◆ What is asked ◆
Update the lines from the one containing "the woman in brown" through the end of the records by replacing "bare leg" with "exposed leg" and changing nothing else. Give only those lines.

(Source records)
----

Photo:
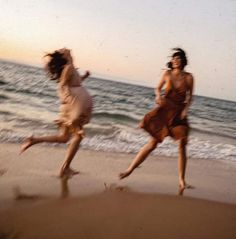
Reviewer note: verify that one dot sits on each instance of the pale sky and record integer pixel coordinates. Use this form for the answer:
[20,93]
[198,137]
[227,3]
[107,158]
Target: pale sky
[127,40]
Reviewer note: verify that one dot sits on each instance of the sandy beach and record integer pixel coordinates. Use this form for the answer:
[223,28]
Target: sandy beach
[35,203]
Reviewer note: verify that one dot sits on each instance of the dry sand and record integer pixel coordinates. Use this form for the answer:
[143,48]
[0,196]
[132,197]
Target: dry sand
[35,203]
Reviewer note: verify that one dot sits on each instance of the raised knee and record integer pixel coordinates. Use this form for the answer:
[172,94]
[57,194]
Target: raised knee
[183,142]
[152,146]
[64,138]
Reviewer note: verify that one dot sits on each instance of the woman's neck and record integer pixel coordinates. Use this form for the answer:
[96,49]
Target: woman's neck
[177,71]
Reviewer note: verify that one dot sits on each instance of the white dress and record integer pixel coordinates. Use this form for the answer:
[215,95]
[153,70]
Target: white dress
[76,103]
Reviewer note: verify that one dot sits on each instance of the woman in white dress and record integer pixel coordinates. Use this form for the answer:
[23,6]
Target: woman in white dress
[75,109]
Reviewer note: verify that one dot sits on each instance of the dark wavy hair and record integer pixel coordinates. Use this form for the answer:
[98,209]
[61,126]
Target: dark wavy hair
[55,65]
[180,53]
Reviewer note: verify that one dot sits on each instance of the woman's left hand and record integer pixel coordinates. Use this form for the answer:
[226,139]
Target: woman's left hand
[183,114]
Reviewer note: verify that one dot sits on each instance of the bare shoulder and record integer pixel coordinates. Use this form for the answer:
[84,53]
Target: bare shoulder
[68,68]
[189,79]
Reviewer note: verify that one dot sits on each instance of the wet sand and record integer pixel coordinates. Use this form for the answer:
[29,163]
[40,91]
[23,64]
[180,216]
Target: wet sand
[35,203]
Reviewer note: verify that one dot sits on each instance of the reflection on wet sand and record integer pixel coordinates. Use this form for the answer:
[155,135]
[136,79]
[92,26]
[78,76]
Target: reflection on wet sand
[19,195]
[115,187]
[64,187]
[181,190]
[2,171]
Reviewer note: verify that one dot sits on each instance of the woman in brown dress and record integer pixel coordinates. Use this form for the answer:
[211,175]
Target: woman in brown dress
[75,109]
[169,118]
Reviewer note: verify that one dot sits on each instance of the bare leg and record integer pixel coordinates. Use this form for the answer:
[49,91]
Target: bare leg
[63,137]
[141,156]
[182,163]
[72,149]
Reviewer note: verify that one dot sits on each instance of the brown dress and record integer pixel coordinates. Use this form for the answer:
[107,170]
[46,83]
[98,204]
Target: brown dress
[164,120]
[76,103]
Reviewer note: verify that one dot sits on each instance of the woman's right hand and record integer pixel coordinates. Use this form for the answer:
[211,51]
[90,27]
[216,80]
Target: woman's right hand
[159,100]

----

◆ The result ◆
Reviewer note: verify that one dot sits on each instance of the woman in brown dress and record integer pixel coordinates. Use this form for the answer:
[211,175]
Target: woman in brown dress
[75,109]
[169,118]
Reviewer note: verify that one dot sits on each instance of the exposed leg and record integer pixel coordinates. Use this form for the answer:
[49,91]
Target: exposed leg
[63,137]
[141,156]
[182,163]
[72,149]
Reviewer note: verify that one dot sits on each instance of the brown dress and record integer pixel coordinates. Use this form for the answer:
[107,170]
[46,83]
[98,204]
Target: brown dress
[164,120]
[76,103]
Reviewer note: verify that one dot sits on each instance of the woman's right hand and record integer pixel coordinates. Use this form for the answer:
[211,51]
[90,27]
[216,80]
Target: woman's right hand
[159,100]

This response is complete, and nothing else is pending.